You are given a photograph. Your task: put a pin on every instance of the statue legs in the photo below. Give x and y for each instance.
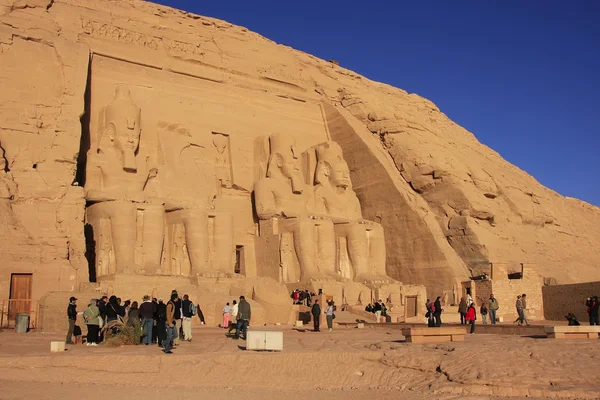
(366, 249)
(196, 237)
(305, 245)
(223, 242)
(153, 234)
(122, 216)
(326, 249)
(377, 254)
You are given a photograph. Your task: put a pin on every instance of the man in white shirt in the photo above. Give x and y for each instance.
(234, 311)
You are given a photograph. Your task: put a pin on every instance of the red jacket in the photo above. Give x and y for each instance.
(471, 315)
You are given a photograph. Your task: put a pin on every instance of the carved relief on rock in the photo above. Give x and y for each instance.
(283, 194)
(116, 178)
(222, 159)
(335, 200)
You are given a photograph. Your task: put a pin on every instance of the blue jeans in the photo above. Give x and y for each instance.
(170, 336)
(147, 325)
(242, 325)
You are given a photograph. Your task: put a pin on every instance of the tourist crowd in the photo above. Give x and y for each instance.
(165, 324)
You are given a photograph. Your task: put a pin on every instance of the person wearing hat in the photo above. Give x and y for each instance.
(147, 311)
(72, 315)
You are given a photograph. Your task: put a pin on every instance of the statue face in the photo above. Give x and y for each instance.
(339, 172)
(127, 135)
(290, 164)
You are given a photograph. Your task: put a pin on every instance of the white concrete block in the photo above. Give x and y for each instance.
(264, 340)
(57, 346)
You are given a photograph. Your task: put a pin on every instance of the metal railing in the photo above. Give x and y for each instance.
(9, 308)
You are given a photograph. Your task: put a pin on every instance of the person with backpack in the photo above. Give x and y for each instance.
(161, 321)
(316, 312)
(91, 315)
(483, 311)
(471, 316)
(593, 307)
(429, 314)
(493, 307)
(170, 325)
(233, 312)
(329, 315)
(188, 310)
(146, 313)
(244, 316)
(437, 312)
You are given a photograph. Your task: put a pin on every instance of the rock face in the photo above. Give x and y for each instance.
(209, 93)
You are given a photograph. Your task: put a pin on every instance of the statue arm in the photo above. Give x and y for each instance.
(266, 204)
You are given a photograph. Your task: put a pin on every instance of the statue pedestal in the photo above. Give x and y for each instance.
(351, 293)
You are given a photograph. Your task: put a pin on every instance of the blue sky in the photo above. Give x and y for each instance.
(523, 76)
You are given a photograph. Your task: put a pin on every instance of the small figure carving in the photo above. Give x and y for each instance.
(223, 164)
(283, 194)
(188, 192)
(7, 184)
(335, 200)
(116, 178)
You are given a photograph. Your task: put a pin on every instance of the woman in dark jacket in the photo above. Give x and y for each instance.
(438, 312)
(134, 315)
(112, 309)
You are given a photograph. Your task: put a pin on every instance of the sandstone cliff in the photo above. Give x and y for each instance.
(449, 204)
☆ ☆ ☆ ☆ ☆
Copy out exactly the lines from the line with "the statue arm" to the end of the listing, including both of those lines, and give nothing else.

You are given a photograph. Your task: put a pin on every instance of the statue arm in the photo above. Give x and y for each instance.
(266, 204)
You are given a photograph. Your task: put a pin on every instance of the statue pedestal in the photo above. Give x and y for each instance.
(351, 293)
You are given a photograph. Your task: put a pin on every instance of the blue sky in the photo above. Give x and y for each instance.
(523, 76)
You are given a photograph. Your task: put a pin on every instance of the small figure carving in the photo above. Give x and y for each instance.
(223, 164)
(283, 194)
(188, 192)
(7, 184)
(335, 200)
(116, 178)
You are given a photograph. Your task: put a pin on every instance of the woman in dark jacket in the photo above. Give x and y for each instance.
(438, 312)
(134, 315)
(112, 309)
You are given a photograph. Your task: put a pin on every instance of the sandstone cliff in the photo above. Give x and y for each instance.
(449, 204)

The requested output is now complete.